[START OF INPUT MATERIAL]
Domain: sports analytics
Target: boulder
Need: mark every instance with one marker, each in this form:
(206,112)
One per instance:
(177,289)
[END OF INPUT MATERIAL]
### WHAT YOU WILL DO
Set down each of the entries above again, word for word and line for line.

### ANSWER TO THIS EXERCISE
Domain: sports analytics
Target: boulder
Need: mark every instance with one marker, each in this form:
(206,112)
One per instance:
(177,289)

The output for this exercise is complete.